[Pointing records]

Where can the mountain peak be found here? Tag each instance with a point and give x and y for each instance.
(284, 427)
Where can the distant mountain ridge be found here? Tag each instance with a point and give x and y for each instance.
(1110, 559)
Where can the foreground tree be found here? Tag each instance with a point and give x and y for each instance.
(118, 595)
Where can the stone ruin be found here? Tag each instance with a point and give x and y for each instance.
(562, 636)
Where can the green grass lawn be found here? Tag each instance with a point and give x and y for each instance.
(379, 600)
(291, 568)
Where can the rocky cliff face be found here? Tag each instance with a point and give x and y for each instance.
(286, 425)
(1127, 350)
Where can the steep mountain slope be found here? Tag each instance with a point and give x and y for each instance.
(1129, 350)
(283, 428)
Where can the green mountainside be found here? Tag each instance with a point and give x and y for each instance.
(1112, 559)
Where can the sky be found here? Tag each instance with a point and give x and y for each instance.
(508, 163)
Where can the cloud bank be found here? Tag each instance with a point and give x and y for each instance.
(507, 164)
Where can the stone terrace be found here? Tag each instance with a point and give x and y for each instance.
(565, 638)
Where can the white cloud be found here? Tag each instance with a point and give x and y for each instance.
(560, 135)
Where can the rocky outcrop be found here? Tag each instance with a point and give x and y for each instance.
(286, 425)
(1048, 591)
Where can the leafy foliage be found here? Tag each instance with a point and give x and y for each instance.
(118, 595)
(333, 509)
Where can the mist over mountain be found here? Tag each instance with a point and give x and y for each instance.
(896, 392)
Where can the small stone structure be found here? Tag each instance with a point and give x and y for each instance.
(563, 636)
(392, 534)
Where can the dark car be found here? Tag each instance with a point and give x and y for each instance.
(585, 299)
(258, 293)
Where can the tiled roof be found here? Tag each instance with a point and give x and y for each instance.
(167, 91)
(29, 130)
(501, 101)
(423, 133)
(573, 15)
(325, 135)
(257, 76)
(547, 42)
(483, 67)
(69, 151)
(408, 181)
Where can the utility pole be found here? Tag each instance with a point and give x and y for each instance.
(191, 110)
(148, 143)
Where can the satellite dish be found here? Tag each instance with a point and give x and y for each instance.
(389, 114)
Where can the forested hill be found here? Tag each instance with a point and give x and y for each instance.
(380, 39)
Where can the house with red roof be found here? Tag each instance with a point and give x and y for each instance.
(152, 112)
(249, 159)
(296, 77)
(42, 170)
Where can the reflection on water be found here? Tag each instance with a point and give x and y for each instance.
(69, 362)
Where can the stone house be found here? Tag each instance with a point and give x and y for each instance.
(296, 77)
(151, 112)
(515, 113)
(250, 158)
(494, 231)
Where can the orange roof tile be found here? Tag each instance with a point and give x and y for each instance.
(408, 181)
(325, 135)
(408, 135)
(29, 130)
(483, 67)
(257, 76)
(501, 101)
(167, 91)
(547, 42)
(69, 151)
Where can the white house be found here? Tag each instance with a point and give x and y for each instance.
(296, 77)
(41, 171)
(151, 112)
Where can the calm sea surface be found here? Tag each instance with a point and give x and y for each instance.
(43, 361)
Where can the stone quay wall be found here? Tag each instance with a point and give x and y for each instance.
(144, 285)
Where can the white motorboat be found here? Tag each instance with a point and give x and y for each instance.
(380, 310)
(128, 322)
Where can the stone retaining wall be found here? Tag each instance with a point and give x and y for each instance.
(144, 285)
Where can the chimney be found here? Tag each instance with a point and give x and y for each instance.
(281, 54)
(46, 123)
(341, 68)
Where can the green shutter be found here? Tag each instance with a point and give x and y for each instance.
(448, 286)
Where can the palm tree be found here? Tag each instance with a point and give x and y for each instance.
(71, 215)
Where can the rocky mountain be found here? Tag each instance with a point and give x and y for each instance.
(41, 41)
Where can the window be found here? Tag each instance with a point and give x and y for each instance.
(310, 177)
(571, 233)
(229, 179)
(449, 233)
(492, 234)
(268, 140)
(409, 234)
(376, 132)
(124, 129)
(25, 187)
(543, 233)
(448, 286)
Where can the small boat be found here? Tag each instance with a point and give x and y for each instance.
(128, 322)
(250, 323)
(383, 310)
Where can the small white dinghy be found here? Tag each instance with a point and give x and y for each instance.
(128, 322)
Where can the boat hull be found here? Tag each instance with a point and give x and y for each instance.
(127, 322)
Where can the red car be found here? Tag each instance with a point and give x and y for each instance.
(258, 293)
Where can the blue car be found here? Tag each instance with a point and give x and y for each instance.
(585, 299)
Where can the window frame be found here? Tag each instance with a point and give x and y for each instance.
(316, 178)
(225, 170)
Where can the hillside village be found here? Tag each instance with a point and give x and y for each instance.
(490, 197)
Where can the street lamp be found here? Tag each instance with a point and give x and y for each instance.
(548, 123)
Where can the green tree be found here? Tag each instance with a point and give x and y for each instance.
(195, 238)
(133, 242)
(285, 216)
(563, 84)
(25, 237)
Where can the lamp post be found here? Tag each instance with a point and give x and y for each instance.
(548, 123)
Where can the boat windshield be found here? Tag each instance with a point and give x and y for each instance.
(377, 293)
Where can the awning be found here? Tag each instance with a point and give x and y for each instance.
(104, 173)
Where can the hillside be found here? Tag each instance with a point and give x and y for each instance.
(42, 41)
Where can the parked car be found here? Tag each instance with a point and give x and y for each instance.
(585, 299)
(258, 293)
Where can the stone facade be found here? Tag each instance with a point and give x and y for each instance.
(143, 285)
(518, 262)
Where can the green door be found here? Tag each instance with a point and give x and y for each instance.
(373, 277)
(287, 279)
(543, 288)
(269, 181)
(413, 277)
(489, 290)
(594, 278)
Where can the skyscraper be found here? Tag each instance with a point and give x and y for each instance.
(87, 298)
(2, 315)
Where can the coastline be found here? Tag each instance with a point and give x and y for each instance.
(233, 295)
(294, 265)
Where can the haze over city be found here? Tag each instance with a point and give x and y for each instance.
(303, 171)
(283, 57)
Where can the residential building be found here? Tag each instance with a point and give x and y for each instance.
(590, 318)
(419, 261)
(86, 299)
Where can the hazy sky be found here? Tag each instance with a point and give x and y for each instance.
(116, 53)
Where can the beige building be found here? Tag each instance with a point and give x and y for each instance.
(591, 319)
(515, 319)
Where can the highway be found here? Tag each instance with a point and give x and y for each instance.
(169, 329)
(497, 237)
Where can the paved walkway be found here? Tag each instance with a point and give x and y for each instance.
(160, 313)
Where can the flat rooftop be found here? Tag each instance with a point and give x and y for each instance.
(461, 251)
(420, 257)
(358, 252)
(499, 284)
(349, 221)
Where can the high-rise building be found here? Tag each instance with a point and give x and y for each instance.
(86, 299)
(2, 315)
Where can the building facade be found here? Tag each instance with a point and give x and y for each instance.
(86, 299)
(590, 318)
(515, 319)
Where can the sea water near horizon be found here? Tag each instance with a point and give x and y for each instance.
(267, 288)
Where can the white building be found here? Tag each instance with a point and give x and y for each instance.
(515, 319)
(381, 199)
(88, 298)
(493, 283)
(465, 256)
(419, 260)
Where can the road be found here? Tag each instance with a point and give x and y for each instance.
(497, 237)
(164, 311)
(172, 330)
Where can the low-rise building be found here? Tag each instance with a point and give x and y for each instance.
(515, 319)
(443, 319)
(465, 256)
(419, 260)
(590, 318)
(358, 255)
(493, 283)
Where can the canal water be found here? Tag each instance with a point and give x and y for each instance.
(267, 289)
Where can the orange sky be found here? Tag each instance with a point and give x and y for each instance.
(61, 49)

WORK TO DO:
Copy every line of the listing word for word.

WRITTEN SOLUTION:
Where can the mountain peak be found here? Tag each instance with a point and give x and y for each instance.
(284, 427)
Where can the distant mountain ridge be found here? Tag each instance with a point and give x and y for each instance.
(1110, 559)
Where can the foreground tree be found here? Tag each instance with a point and give x and y for each instance.
(118, 595)
Where can the stone ruin be found here? Tag each instance with a point and give x and y for each instance.
(562, 636)
Where can the green grass lawn be found here? Tag each instance with a point and give x and y for each instance.
(379, 600)
(291, 568)
Where can the rocky cliff face be found here? Tag each instance with a point and give x and y for each instance.
(286, 425)
(1127, 350)
Where can the steep mountain slope be found here? Tag each instance with a point and give x and y for each instance.
(1129, 350)
(283, 428)
Where can the green mountainside be found here? Tag each instance with a point and give x and y for each instance.
(1112, 559)
Where can the sky be found here? Tag each instance with a point and give x and y for each instance.
(508, 163)
Where can the cloud bank be found here? Tag each instance with a point and give x and y for each instance.
(507, 164)
Where can the stone terrace be found here? Tag each instance with a point and give x and y for each instance.
(565, 638)
Where can the white cloud be found here? Tag each instance with a point and give x and y for each instance.
(560, 135)
Where can the rocky outcrop be found here? Tag each instance with a point and give x and y for each instance.
(286, 425)
(1048, 591)
Where can the leafy foliage be found here? Tag each instance with a point and give x and y for each instance.
(118, 595)
(333, 509)
Where can the mist over mountain be found here? Tag each instance with a point and give x and y for each instance.
(896, 392)
Where can the small stone structure be found here? Tag each instance with a point and give x and y for each instance.
(563, 636)
(392, 534)
Where can the dark car be found here? Tag each instance with a point and give x and y for each instance.
(585, 299)
(258, 293)
Where can the tiled roof be found here? Tag each instance with a point and give x and y for each instance.
(167, 91)
(29, 130)
(501, 101)
(423, 133)
(573, 15)
(325, 135)
(257, 76)
(547, 42)
(483, 67)
(69, 151)
(408, 181)
Where can the utility pole be found here? Tag each instance with a point and give x and y for each instance.
(191, 110)
(148, 143)
Where can the satellite dish be found here? Tag each instance with a point and give x and y for each instance.
(389, 114)
Where can the forested hill be found here? Tag each instance with a point and give x and y for each instance.
(380, 39)
Where can the house with red roof be found here? Tag each instance with a point and give x and y for each instance.
(152, 112)
(249, 159)
(296, 77)
(42, 170)
Where can the reflection on water be found here? Tag each instance with a point and give x and y for each instance.
(69, 362)
Where can the stone house be found here? Tag each instance with a point and give x and y for each instance.
(296, 77)
(151, 112)
(515, 113)
(250, 158)
(494, 231)
Where can the orange roof tile be found here? Tag each instance with a point and give x and y for each instance.
(408, 181)
(325, 135)
(408, 135)
(29, 130)
(483, 67)
(257, 76)
(501, 101)
(167, 91)
(547, 42)
(69, 151)
Where can the white house be found here? Tag each instance with a point and give x and y for each instance.
(296, 77)
(41, 171)
(151, 112)
Where can the calm sea surface be found here? Tag each instance with a point and give x and y for each instance.
(43, 361)
Where can the stone quay wall be found here? Tag each instance with a point and give x and y for each instance.
(144, 285)
Where can the white motorboat be found here? Tag each instance with a point and give x and y for each instance.
(380, 310)
(128, 322)
Where can the stone retaining wall be found here? Tag each instance with a point and give x and y for each instance.
(144, 285)
Where can the chimney be found here? Tag each instance with a point and give x and y for each instance.
(281, 54)
(46, 123)
(341, 68)
Where can the green shutter be found here? Tag each instance with a point and give x and y for each instance.
(448, 286)
Where can the palm tree be found here? Tag each instance with a point and give x and y for each instance.
(71, 215)
Where can the rocky mountain be found here? Tag each instance with a point and give x and y for each instance.
(41, 41)
Where can the window be found here? Tag each instance with a point and give x and y for each instance.
(310, 177)
(571, 233)
(229, 179)
(449, 233)
(492, 234)
(268, 140)
(409, 234)
(376, 132)
(124, 129)
(25, 187)
(543, 233)
(448, 286)
Where can the small boat be found here? Tag each instance with a point and give x and y for each instance.
(128, 322)
(250, 323)
(383, 310)
Where can the small white dinghy be found here? Tag each instance with a point and give x and y for each instance.
(128, 322)
Where can the boat hull be found here? Tag each instance with a point and give x and y for each instance.
(127, 322)
Where can the red car be found here? Tag each instance with a point and give x and y for each instance.
(258, 293)
Where can the blue car be found here? Tag each instance with a point and give x and y for each instance.
(585, 299)
Where can the window frame be found here? Tag each instance with a point and give x and y for each instance.
(316, 178)
(225, 170)
Where can the hillside village be found here? Tag each instance with a point and give x and y for each instance.
(490, 197)
Where can the street lamp be found here? Tag each instance with a point and give x and y for each instance.
(548, 123)
Where can the green tree be found here? Tag each instance with a point and give x and y for each instance.
(195, 238)
(133, 242)
(285, 216)
(563, 84)
(25, 237)
Where can the lamp post be found here? Tag each instance with a point and give x and y for each instance.
(548, 123)
Where can the boat windshield be found here? Tag each instance with a point and give x and y for each instance.
(377, 293)
Where can the awning be found here? Tag each instance with a point and give x and y for each instance.
(104, 173)
Where can the hillside be found here? Tag each instance with a point and give x and y for each instance.
(42, 41)
Where can the parked car be found here? Tag each instance with a point and give x and y for each instance.
(585, 299)
(258, 293)
Where can the stone facade be found here? Tag each instance with a point and give x and y for each instance.
(143, 285)
(518, 262)
Where can the green door be found here? Tag each instance with a point and give x and y for each instance.
(373, 277)
(287, 279)
(543, 288)
(269, 181)
(413, 277)
(489, 290)
(594, 278)
Where can the skyscraper be found here? Tag each instance with a point and give x and y for each instance.
(87, 298)
(2, 315)
Where can the coastline be found here? Tag each instance with a point and give x and y for each instance.
(233, 295)
(294, 265)
Where can the haze over city be found here? Tag each instance with a point and give x and y for each instance.
(303, 171)
(283, 57)
Where can the residential building be found here? Tag each instance with a point and give x and y for each instance.
(590, 318)
(419, 261)
(86, 299)
Where can the hazy sky be found here? Tag each instance with a point and give x and y for each instance.
(116, 53)
Where can the beige building be found here? Tag each instance with a point and give x and y for each instance.
(591, 319)
(515, 319)
Where can the highway be found here? Tag each instance with a point and give x and y for each instance.
(169, 329)
(497, 237)
Where can the paved walkway be found here? Tag each instance with a point and give x and y for each instance.
(160, 313)
Where can the flat rooftop be found here? Tag each instance with a point and give x and y for each instance.
(461, 251)
(420, 257)
(358, 252)
(499, 284)
(349, 221)
Where can the high-rise building be found here? Tag each instance with a point and give x and y for each instance.
(86, 299)
(2, 315)
Where can the building facade be found here? Tag each instance with a point and give x and y for each instance.
(86, 299)
(590, 318)
(515, 319)
Where can the sea water near horizon be found here? Tag each instance with a point and give x and y for each instance.
(267, 288)
Where can the white building be found here? Tag each instance with a point and give x and y for each instance.
(515, 319)
(381, 199)
(88, 298)
(493, 283)
(465, 256)
(419, 260)
Where can the road be found here? Tag each instance with a point and give x and y for each instance.
(497, 237)
(164, 311)
(172, 330)
Where can the low-rise building be found here? Tag each instance with a point and give x and y for each instance.
(515, 319)
(443, 319)
(465, 256)
(419, 260)
(590, 318)
(358, 255)
(493, 283)
Where can the canal water be found here? Tag each instance with a point and give x and y for each instance.
(267, 289)
Where can the orange sky be found here? Tag each instance with a point and give x and y for each instance.
(61, 49)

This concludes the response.